Section 6: Virtual memory

The pset for this unit concerns our tiny WeensyOS operating system. Our section concerns x86-64 virtual memory and WeensyOS’s internal interfaces for dealing with virtual memory. It will be easiest to follow if you are familiar with the problem set specification.

The coding exercises in this section use the cs61-sections/kernels1 subdirectory. This version of WeensyOS uses identity mappings; all processes share the same page table (the kernel page table), but the kernel is isolated. This resembles the state of your pset 3 after step 1.

What is virtual memory?

Virtual memory is the processor feature that supports process isolation for primary memory (the part of the computer that stores data and has addresses). It allows different processes to have completely different views of memory. For instance, the data stored at address 0x100000 in the two processes might be totally different, even though the addresses are the same.

Virtual memory is a very powerful technique with many possible use cases, and when originally developed it was not used primarily for isolation, but isolation is its most important use case now.

Part A: Page alignment

x86-64 virtual memory is paged, meaning memory is managed in units of pages—aligned groups of 2¹² = 4096 bytes. The mapping data structure implemented by vmiter is therefore called a page table. A virtual page is a page-aligned sequence of 2¹² contiguous virtual addresses, and a physical page is a page-aligned sequence of 2¹² contiguous physical addresses.

Paged virtual memory has two features:

Each virtual page maps arbitrarily to any physical page (or to a fault).
But within each page, each address maps onto the corresponding physical address in fixed fashion, relative to the page mapping.

Mathematically, a valid x86-64 virtual memory mapping function \mathscr{P} : \textit{VA} \mapsto \textit{PA} from virtual addresses to physical addresses must be piecewise linear on aligned pages (units of 2¹² bytes). It will meet these requirements:

\mathscr{P}(p \ll 12) = x \ll 12 for some integer x, and
\mathscr{P}((p \ll 12) + o) = \mathscr{P}(p \ll 12) + o whenever 0\leq o <2^{12}.

EXERCISE A1. Assume \mathscr{P}_1 is a virtual memory mapping function having:

\mathscr{P}_1(0) = 0

\mathscr{P}_1(10) = 10

\mathscr{P}_1(\text{0x3009}) = \text{0x19009}

Can \mathscr{P}_1 be a valid x86-64 virtual memory mapping function?

Yes; it meets both requirements.

* [Record extracts]:
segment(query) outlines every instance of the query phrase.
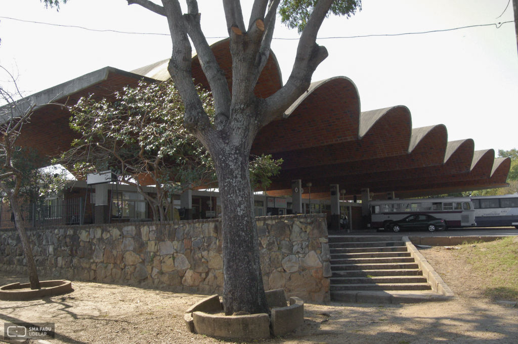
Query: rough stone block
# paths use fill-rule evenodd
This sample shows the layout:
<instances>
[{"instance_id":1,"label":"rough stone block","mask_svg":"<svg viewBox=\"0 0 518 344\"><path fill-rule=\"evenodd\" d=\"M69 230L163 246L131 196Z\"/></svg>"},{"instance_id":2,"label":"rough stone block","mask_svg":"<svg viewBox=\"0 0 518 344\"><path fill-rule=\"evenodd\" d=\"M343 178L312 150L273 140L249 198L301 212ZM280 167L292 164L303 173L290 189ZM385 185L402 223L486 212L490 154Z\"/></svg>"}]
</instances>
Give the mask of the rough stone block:
<instances>
[{"instance_id":1,"label":"rough stone block","mask_svg":"<svg viewBox=\"0 0 518 344\"><path fill-rule=\"evenodd\" d=\"M201 301L197 302L190 307L186 313L200 311L209 313L221 310L221 303L220 302L220 297L218 295L212 295L204 298Z\"/></svg>"},{"instance_id":2,"label":"rough stone block","mask_svg":"<svg viewBox=\"0 0 518 344\"><path fill-rule=\"evenodd\" d=\"M266 294L268 307L280 308L287 306L283 289L268 290L265 292L265 293Z\"/></svg>"},{"instance_id":3,"label":"rough stone block","mask_svg":"<svg viewBox=\"0 0 518 344\"><path fill-rule=\"evenodd\" d=\"M271 310L271 331L274 337L289 333L304 323L304 302L290 297L290 306Z\"/></svg>"},{"instance_id":4,"label":"rough stone block","mask_svg":"<svg viewBox=\"0 0 518 344\"><path fill-rule=\"evenodd\" d=\"M267 314L229 316L193 313L196 333L210 337L258 339L270 337L270 318Z\"/></svg>"}]
</instances>

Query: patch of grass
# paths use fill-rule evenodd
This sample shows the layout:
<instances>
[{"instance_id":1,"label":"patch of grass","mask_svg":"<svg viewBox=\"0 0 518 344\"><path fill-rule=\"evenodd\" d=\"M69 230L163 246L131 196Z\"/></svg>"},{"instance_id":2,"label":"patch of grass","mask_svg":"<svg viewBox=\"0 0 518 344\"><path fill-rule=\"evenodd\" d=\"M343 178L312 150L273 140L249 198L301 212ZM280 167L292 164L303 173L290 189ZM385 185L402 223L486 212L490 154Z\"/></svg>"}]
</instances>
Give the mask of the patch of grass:
<instances>
[{"instance_id":1,"label":"patch of grass","mask_svg":"<svg viewBox=\"0 0 518 344\"><path fill-rule=\"evenodd\" d=\"M483 277L484 293L493 300L518 301L518 237L462 245L455 256Z\"/></svg>"}]
</instances>

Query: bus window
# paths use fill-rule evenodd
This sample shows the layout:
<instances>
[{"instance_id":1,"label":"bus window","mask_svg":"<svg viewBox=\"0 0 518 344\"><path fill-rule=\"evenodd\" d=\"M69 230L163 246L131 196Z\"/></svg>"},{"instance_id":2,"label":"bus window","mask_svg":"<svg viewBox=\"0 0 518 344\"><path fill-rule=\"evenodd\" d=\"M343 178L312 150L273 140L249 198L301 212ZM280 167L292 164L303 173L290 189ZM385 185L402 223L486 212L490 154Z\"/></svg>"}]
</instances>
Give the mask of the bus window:
<instances>
[{"instance_id":1,"label":"bus window","mask_svg":"<svg viewBox=\"0 0 518 344\"><path fill-rule=\"evenodd\" d=\"M491 204L490 203L489 200L480 200L480 207L482 209L491 208Z\"/></svg>"},{"instance_id":2,"label":"bus window","mask_svg":"<svg viewBox=\"0 0 518 344\"><path fill-rule=\"evenodd\" d=\"M421 203L421 208L423 209L423 212L427 212L431 210L431 202L427 202Z\"/></svg>"},{"instance_id":3,"label":"bus window","mask_svg":"<svg viewBox=\"0 0 518 344\"><path fill-rule=\"evenodd\" d=\"M421 203L412 203L411 207L412 212L421 211Z\"/></svg>"},{"instance_id":4,"label":"bus window","mask_svg":"<svg viewBox=\"0 0 518 344\"><path fill-rule=\"evenodd\" d=\"M445 202L443 203L442 210L453 210L453 202Z\"/></svg>"}]
</instances>

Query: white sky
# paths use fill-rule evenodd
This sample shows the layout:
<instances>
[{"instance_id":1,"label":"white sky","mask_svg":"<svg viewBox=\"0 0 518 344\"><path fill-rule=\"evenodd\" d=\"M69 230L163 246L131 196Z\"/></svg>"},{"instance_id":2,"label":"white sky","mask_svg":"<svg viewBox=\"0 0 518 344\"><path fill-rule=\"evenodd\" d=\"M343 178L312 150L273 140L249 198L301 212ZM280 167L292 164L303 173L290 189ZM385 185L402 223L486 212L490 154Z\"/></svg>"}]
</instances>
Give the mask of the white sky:
<instances>
[{"instance_id":1,"label":"white sky","mask_svg":"<svg viewBox=\"0 0 518 344\"><path fill-rule=\"evenodd\" d=\"M365 0L349 19L331 17L319 37L397 34L513 20L508 0ZM155 1L156 2L156 1ZM181 2L183 3L184 2ZM248 22L251 0L242 1ZM227 36L221 2L198 0L206 36ZM125 0L69 0L59 12L38 0L0 0L0 16L98 29L167 34L167 21ZM276 38L296 38L278 23ZM18 74L26 95L107 66L130 71L167 58L167 36L98 33L0 18L0 65ZM220 38L209 39L209 43ZM518 147L518 53L512 23L398 37L320 39L329 57L313 77L342 75L359 92L362 110L405 105L414 128L443 124L450 141L477 149ZM274 39L283 81L297 40ZM5 82L2 77L0 82Z\"/></svg>"}]
</instances>

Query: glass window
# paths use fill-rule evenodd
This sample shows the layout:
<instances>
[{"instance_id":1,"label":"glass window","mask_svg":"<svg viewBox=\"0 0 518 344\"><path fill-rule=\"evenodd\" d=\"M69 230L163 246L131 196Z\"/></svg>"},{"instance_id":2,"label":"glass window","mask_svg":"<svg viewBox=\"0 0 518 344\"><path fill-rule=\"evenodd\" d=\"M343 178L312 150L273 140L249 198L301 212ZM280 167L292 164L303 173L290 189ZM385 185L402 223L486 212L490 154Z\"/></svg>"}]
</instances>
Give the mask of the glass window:
<instances>
[{"instance_id":1,"label":"glass window","mask_svg":"<svg viewBox=\"0 0 518 344\"><path fill-rule=\"evenodd\" d=\"M500 202L498 202L498 199L492 199L489 200L490 204L491 205L492 208L499 208L500 207Z\"/></svg>"},{"instance_id":2,"label":"glass window","mask_svg":"<svg viewBox=\"0 0 518 344\"><path fill-rule=\"evenodd\" d=\"M442 203L442 210L453 210L453 202L444 202Z\"/></svg>"},{"instance_id":3,"label":"glass window","mask_svg":"<svg viewBox=\"0 0 518 344\"><path fill-rule=\"evenodd\" d=\"M491 208L491 204L489 200L480 200L480 207L482 209Z\"/></svg>"},{"instance_id":4,"label":"glass window","mask_svg":"<svg viewBox=\"0 0 518 344\"><path fill-rule=\"evenodd\" d=\"M412 203L411 209L412 212L420 212L421 203Z\"/></svg>"},{"instance_id":5,"label":"glass window","mask_svg":"<svg viewBox=\"0 0 518 344\"><path fill-rule=\"evenodd\" d=\"M428 212L431 210L431 202L427 202L421 204L421 208L423 212Z\"/></svg>"},{"instance_id":6,"label":"glass window","mask_svg":"<svg viewBox=\"0 0 518 344\"><path fill-rule=\"evenodd\" d=\"M401 203L401 211L410 212L412 210L412 205L410 203Z\"/></svg>"},{"instance_id":7,"label":"glass window","mask_svg":"<svg viewBox=\"0 0 518 344\"><path fill-rule=\"evenodd\" d=\"M113 192L111 216L114 217L143 219L146 217L146 202L136 192Z\"/></svg>"}]
</instances>

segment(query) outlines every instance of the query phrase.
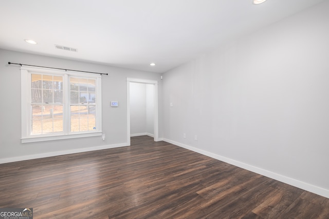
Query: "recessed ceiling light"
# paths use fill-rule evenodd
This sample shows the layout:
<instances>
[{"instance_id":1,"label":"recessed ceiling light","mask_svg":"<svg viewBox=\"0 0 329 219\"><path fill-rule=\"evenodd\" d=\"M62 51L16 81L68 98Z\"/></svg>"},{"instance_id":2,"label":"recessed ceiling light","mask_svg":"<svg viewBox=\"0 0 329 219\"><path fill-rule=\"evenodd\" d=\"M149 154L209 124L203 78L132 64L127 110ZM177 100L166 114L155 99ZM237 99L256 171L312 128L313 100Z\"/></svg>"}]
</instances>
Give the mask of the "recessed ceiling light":
<instances>
[{"instance_id":1,"label":"recessed ceiling light","mask_svg":"<svg viewBox=\"0 0 329 219\"><path fill-rule=\"evenodd\" d=\"M32 39L24 39L25 42L30 44L36 44L36 42L34 41L32 41Z\"/></svg>"},{"instance_id":2,"label":"recessed ceiling light","mask_svg":"<svg viewBox=\"0 0 329 219\"><path fill-rule=\"evenodd\" d=\"M252 0L252 4L254 5L259 5L266 1L266 0Z\"/></svg>"}]
</instances>

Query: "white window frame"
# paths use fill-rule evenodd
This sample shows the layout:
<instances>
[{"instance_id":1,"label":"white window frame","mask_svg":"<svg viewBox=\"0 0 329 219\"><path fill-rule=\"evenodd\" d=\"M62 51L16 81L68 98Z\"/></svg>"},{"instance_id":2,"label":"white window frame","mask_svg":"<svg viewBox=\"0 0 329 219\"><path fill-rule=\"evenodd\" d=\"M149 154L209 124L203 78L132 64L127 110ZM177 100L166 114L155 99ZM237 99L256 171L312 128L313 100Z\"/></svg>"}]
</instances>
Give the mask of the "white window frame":
<instances>
[{"instance_id":1,"label":"white window frame","mask_svg":"<svg viewBox=\"0 0 329 219\"><path fill-rule=\"evenodd\" d=\"M21 112L22 112L22 143L43 142L46 141L76 138L102 135L102 96L101 75L85 72L77 72L69 70L58 70L40 67L22 66L21 73ZM58 133L31 135L31 74L50 74L63 77L63 131ZM68 125L70 120L69 112L69 77L93 78L96 82L96 130L95 131L70 132Z\"/></svg>"}]
</instances>

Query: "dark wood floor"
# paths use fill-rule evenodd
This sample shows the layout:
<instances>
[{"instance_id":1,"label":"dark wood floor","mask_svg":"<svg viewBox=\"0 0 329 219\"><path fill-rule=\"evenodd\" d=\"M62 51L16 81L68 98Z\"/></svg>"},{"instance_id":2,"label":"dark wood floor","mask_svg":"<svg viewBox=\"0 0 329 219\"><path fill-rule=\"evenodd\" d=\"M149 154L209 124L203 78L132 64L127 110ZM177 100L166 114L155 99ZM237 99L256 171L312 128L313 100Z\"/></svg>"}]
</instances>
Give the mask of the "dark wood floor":
<instances>
[{"instance_id":1,"label":"dark wood floor","mask_svg":"<svg viewBox=\"0 0 329 219\"><path fill-rule=\"evenodd\" d=\"M148 136L0 165L0 208L34 218L329 218L329 199Z\"/></svg>"}]
</instances>

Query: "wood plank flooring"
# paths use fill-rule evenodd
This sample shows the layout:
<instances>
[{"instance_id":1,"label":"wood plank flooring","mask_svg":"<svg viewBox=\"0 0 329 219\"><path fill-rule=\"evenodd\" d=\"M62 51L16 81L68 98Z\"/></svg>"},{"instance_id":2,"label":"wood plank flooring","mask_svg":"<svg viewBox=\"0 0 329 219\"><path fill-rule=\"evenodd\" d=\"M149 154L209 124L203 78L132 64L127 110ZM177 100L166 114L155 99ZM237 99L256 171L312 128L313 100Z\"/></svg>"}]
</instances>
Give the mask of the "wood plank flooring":
<instances>
[{"instance_id":1,"label":"wood plank flooring","mask_svg":"<svg viewBox=\"0 0 329 219\"><path fill-rule=\"evenodd\" d=\"M149 136L0 165L0 208L34 218L329 218L329 199Z\"/></svg>"}]
</instances>

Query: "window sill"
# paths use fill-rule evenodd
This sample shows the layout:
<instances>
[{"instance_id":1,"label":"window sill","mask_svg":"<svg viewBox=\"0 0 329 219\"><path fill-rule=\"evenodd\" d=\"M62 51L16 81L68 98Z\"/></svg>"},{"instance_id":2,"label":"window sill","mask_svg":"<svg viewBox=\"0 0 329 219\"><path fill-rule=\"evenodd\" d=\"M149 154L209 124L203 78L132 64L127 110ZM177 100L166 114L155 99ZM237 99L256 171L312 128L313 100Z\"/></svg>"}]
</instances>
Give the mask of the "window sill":
<instances>
[{"instance_id":1,"label":"window sill","mask_svg":"<svg viewBox=\"0 0 329 219\"><path fill-rule=\"evenodd\" d=\"M61 140L63 139L78 138L80 137L94 137L95 136L101 136L102 132L71 134L65 135L52 135L48 136L33 136L27 138L22 138L22 143L30 143L31 142L45 142L47 141Z\"/></svg>"}]
</instances>

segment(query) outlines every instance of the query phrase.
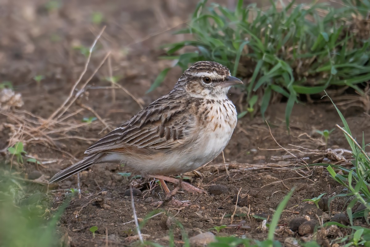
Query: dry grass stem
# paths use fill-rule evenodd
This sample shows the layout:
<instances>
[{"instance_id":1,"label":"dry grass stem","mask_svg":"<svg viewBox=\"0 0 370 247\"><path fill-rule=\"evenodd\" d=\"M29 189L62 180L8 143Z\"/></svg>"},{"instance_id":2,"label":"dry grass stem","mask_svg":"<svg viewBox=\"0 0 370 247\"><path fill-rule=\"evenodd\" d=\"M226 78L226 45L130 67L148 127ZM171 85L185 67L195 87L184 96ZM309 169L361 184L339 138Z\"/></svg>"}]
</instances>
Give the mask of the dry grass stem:
<instances>
[{"instance_id":1,"label":"dry grass stem","mask_svg":"<svg viewBox=\"0 0 370 247\"><path fill-rule=\"evenodd\" d=\"M134 203L134 196L132 194L132 187L130 185L130 195L131 196L131 207L132 208L132 213L134 214L134 220L135 220L135 226L136 226L136 231L137 231L138 235L139 236L139 239L140 243L142 244L144 243L144 240L142 238L142 236L141 235L141 232L140 230L140 227L139 226L139 222L138 221L137 216L136 215L136 210L135 210L135 204Z\"/></svg>"}]
</instances>

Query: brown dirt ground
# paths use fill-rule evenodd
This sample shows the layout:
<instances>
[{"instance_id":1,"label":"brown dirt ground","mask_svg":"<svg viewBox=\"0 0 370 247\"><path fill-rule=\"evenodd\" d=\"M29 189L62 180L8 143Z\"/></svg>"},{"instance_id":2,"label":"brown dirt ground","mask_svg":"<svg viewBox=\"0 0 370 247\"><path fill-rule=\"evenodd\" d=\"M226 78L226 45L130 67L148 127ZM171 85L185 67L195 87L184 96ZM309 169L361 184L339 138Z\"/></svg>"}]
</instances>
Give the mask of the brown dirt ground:
<instances>
[{"instance_id":1,"label":"brown dirt ground","mask_svg":"<svg viewBox=\"0 0 370 247\"><path fill-rule=\"evenodd\" d=\"M48 2L45 1L1 1L0 13L7 14L0 14L0 31L3 34L0 39L0 80L13 82L16 91L22 94L25 103L23 110L48 117L66 98L83 69L85 59L73 47L81 44L90 46L95 35L103 24L107 24L102 42L98 43L89 64L88 74L92 73L110 49L112 51L113 74L120 76L118 83L143 105L147 105L168 92L181 74L178 69L173 70L161 87L154 92L144 93L159 71L171 63L158 60L158 56L164 54L158 49L158 46L184 38L171 36L172 30L161 32L186 19L196 1L190 1L185 4L179 1L153 1L149 4L144 0L104 3L97 0L65 1L58 9L48 11L44 7ZM174 5L174 3L177 5ZM104 16L100 26L92 24L90 20L92 13L97 11ZM40 87L32 79L36 74L46 77ZM105 64L90 84L109 86L109 83L104 79L109 75L108 66ZM87 77L84 77L83 81ZM240 93L235 90L232 93L231 98L236 102ZM116 90L114 101L110 90L91 90L88 94L81 101L103 119L109 120L108 124L112 127L123 123L140 109L131 97L121 90ZM369 115L363 114L363 109L354 104L353 107L345 107L348 106L343 104L341 109L354 136L360 143L364 131L365 140L368 141L370 139ZM74 106L70 110L78 108ZM166 224L168 217L166 215L175 216L185 232L192 237L214 226L230 224L231 217L227 215L234 211L233 198L240 188L239 196L247 199L243 205L237 207L237 215L247 213L268 215L273 214L279 203L295 187L293 195L280 220L279 226L282 227L277 231L276 237L283 241L287 237L296 236L296 233L290 231L287 227L293 218L306 215L315 219L316 215L322 216L323 213L314 205L302 203L302 200L322 193L326 193L326 196L330 197L340 193L343 188L333 181L324 169L293 170L292 168L304 164L303 160L308 164L336 162L333 152L325 151L325 144L316 130L330 130L336 124L342 124L330 104L325 102L299 104L295 106L292 113L289 135L283 120L285 108L284 104L279 103L269 109L266 116L271 133L260 117L241 119L225 150L226 164L222 156L220 156L199 169L199 173L192 172L184 175L191 177L193 184L206 190L212 185L224 185L228 188L225 194L201 196L178 194L175 198L190 201L191 205L174 205L171 202L159 204L158 202L163 200L163 194L158 185L149 190L150 181L148 179L130 181L118 175L117 173L124 171L119 165L97 165L88 172L81 173L82 193L68 206L60 221L60 230L68 236L67 241L71 246L105 244L106 231L109 246L130 245L135 240L128 237L135 225L133 223L126 223L132 220L132 210L130 198L123 195L131 183L142 190L144 196L144 198L135 197L134 200L138 217L144 218L158 208L166 212L149 220L142 233L148 234L148 240L167 245L169 230ZM76 119L91 116L91 112L83 111L76 116ZM2 122L11 123L3 116L0 117ZM26 143L25 149L29 154L37 156L41 161L55 161L44 165L45 167L37 168L46 179L63 166L77 160L66 154L77 158L83 157L84 151L94 140L107 132L97 121L76 131L65 133L92 138L88 140L61 140L56 143L57 147L53 148L34 142ZM0 144L0 149L6 146L9 133L6 128L0 133L0 140L3 143ZM305 150L307 153L300 156L302 159L285 156L289 154L276 142L285 148L292 150L296 155L299 155L297 150L303 148L307 149ZM344 135L337 128L330 135L327 147L332 150L349 148ZM34 165L30 164L26 164L25 168L28 174L36 168ZM74 176L60 183L61 189L52 191L53 208L55 209L62 201L64 189L77 187L77 177ZM169 186L170 189L173 188L171 184ZM326 213L330 216L342 211L345 200L334 200L331 203L330 212L327 211ZM245 235L260 240L266 238L267 232L261 228L261 223L250 216L236 216L234 222L237 223L243 220L250 228L224 229L219 236ZM360 220L355 223L362 224ZM98 230L97 237L92 238L89 229L94 226L97 226ZM344 230L340 231L345 233ZM179 230L175 230L175 239L179 246L182 243L182 234ZM331 239L339 234L337 233Z\"/></svg>"}]
</instances>

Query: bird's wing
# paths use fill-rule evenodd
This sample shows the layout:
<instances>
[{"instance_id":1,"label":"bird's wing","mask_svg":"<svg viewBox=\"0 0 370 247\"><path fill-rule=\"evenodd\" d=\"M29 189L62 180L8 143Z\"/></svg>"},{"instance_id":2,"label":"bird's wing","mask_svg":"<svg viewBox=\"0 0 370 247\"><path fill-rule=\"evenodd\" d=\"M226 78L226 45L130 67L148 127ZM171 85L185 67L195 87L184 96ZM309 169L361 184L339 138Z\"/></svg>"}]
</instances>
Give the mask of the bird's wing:
<instances>
[{"instance_id":1,"label":"bird's wing","mask_svg":"<svg viewBox=\"0 0 370 247\"><path fill-rule=\"evenodd\" d=\"M85 151L130 152L133 150L174 148L191 141L196 120L189 104L169 103L159 98ZM142 149L142 150L144 151Z\"/></svg>"}]
</instances>

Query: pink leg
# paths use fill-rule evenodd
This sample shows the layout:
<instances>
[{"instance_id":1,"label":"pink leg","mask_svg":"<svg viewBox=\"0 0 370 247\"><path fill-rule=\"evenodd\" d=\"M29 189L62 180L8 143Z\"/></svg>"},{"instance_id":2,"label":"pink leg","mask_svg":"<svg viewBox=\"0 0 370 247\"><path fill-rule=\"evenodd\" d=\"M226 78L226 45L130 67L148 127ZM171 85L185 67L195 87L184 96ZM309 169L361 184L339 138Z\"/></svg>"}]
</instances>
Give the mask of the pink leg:
<instances>
[{"instance_id":1,"label":"pink leg","mask_svg":"<svg viewBox=\"0 0 370 247\"><path fill-rule=\"evenodd\" d=\"M162 181L163 181L163 183L164 184L165 184L165 183L164 183L164 181L170 182L170 183L172 183L175 184L178 184L181 186L182 189L186 190L186 191L188 191L189 192L195 193L199 193L199 194L202 194L204 193L204 194L207 194L207 192L201 189L200 189L199 188L197 188L196 187L188 183L182 181L181 182L178 179L176 179L176 178L174 178L172 177L167 177L167 176L164 176L161 175L151 175L150 176L158 178L161 181L161 183L162 183ZM167 187L166 186L166 187ZM164 189L166 193L167 191L166 190L166 189ZM168 189L168 188L167 188L167 189L168 190L169 192L170 192L171 194L172 194L172 193L169 191L169 190ZM176 189L174 190L174 191Z\"/></svg>"}]
</instances>

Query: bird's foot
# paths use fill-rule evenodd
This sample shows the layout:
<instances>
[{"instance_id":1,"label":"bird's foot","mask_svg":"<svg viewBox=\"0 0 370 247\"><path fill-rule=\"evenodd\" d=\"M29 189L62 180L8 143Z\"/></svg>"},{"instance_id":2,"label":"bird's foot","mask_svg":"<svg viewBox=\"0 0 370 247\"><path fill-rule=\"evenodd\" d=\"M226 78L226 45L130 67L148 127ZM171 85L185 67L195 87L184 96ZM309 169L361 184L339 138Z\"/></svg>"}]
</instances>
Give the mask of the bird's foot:
<instances>
[{"instance_id":1,"label":"bird's foot","mask_svg":"<svg viewBox=\"0 0 370 247\"><path fill-rule=\"evenodd\" d=\"M200 189L199 188L197 188L188 183L184 182L178 179L163 175L153 175L152 176L158 178L161 182L161 184L162 186L162 187L166 193L166 198L169 198L174 196L180 188L195 194L207 194L207 192L205 190ZM173 190L171 191L168 189L168 187L167 187L165 181L177 184L178 186L175 187Z\"/></svg>"}]
</instances>

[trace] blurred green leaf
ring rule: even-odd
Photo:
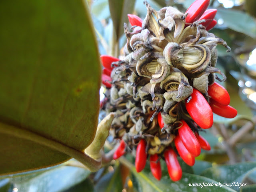
[[[200,175],[205,169],[211,167],[212,164],[208,161],[196,160],[192,167],[195,174]]]
[[[84,168],[64,166],[41,174],[12,178],[10,182],[19,191],[58,192],[81,182],[90,173]]]
[[[119,167],[114,171],[104,175],[94,186],[94,191],[104,192],[120,192],[123,188],[122,176]]]
[[[137,173],[135,168],[132,171],[136,179],[138,191],[140,192],[166,192],[181,191],[200,192],[234,192],[230,188],[223,186],[189,186],[189,184],[198,184],[202,185],[205,183],[218,184],[214,180],[202,176],[189,173],[183,173],[182,179],[177,182],[173,182],[169,175],[163,174],[160,181],[156,180],[148,170],[144,170]]]
[[[93,184],[87,178],[62,192],[93,192]]]
[[[256,163],[244,162],[234,165],[215,166],[204,171],[201,175],[208,177],[222,183],[243,183],[244,180],[254,171]],[[234,183],[233,183],[233,182]],[[232,186],[233,189],[239,190],[238,186]]]
[[[9,179],[0,180],[0,192],[9,192],[10,187]]]
[[[256,22],[246,13],[231,9],[219,8],[216,19],[222,19],[224,24],[235,31],[256,38]]]
[[[135,0],[108,0],[117,40],[124,33],[124,23],[128,22],[127,14],[132,13],[135,2]]]
[[[93,139],[100,66],[86,2],[0,2],[0,175],[84,156]]]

* [Required actions]:
1. Decide whether each statement agrees with the virtual memory section notes: (a) in the kernels1 version of WeensyOS, all processes share one page table; (b) virtual memory was originally developed mainly to isolate processes; (c) an x86-64 page holds 4096 bytes. For each, answer yes or no and quote the words of the notes that decide it.
2. According to the virtual memory section notes, which subdirectory do the coding exercises use?
3. Reproduce the part of the virtual memory section notes that opens with the words containing "The pset for" and closes with "after step 1.".

* [Results of the exercise]:
1.
(a) Yes: "all processes share the same page table (the kernel page table)"
(b) No: "when originally developed it was not used primarily for isolation"
(c) Yes: "aligned groups of 2¹² = 4096 bytes"

2. The cs61-sections/kernels1 subdirectory.

3.
The pset for this unit concerns our tiny WeensyOS operating system. Our section concerns x86-64 virtual memory and WeensyOS’s internal interfaces for dealing with virtual memory. It will be easiest to follow if you are familiar with the problem set specification.

The coding exercises in this section use the cs61-sections/kernels1 subdirectory. This version of WeensyOS uses identity mappings; all processes share the same page table (the kernel page table), but the kernel is isolated. This resembles the state of your pset 3 after step 1.